*주어진 과제:* 모든 항목의 줄을 고쳐 다시 쓰세요. "photograph" 자리에는 "image"을(를) 넣고 나머지는 그대로 두되, 그림은 답에서 빼세요.

*작업 데이터:*
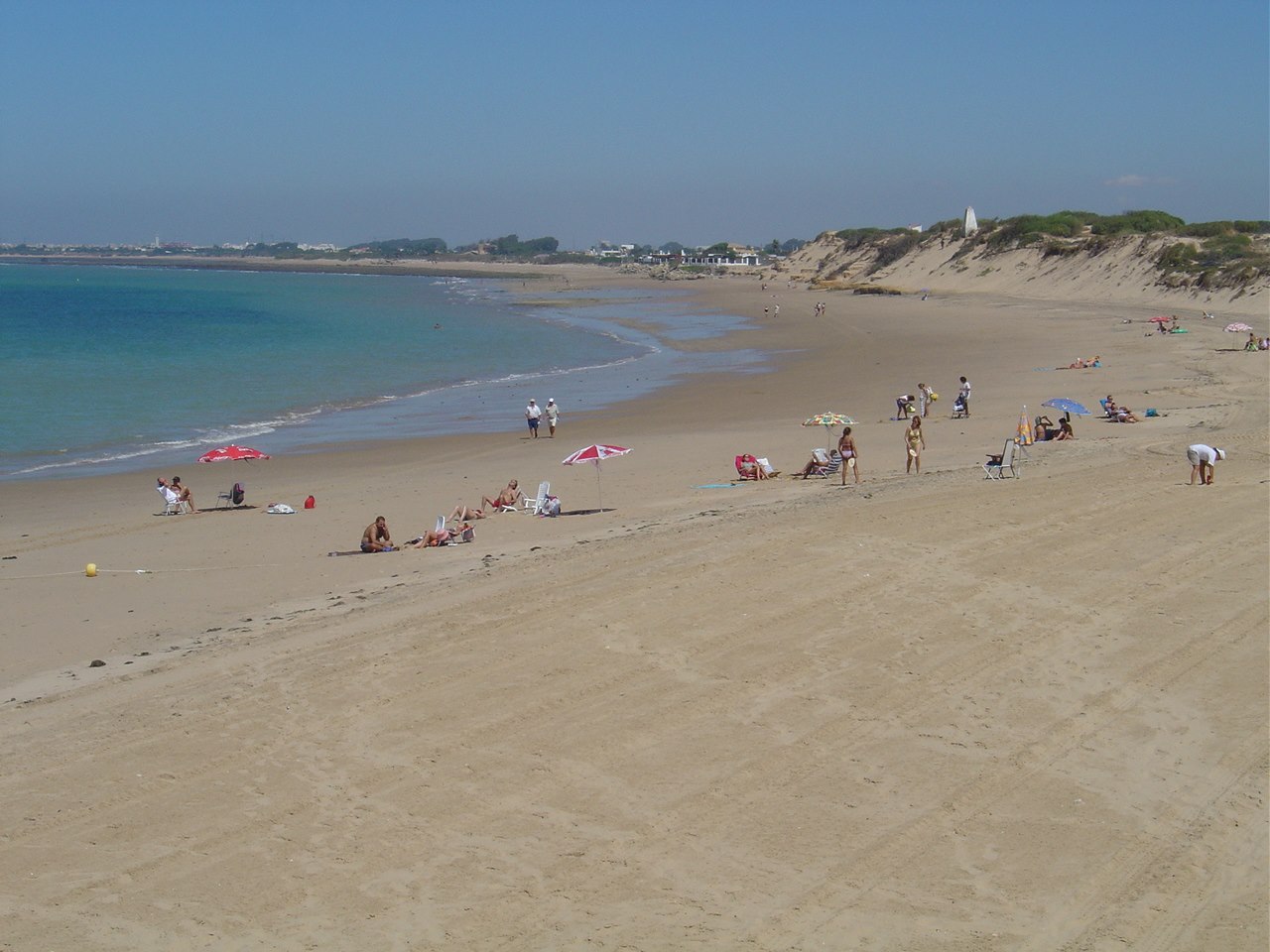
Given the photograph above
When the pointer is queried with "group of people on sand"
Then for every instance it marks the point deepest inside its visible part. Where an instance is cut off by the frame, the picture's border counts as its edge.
(534, 416)
(1120, 414)
(848, 453)
(1047, 430)
(377, 538)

*과제 결과:*
Given the image above
When the pointer is queried with "group of people on sand"
Then for every instance it marks the point deepest inside its visible part. Where an instance is cut off by the frame, the picture's border counts as its edge.
(534, 416)
(1120, 414)
(848, 453)
(1047, 430)
(377, 538)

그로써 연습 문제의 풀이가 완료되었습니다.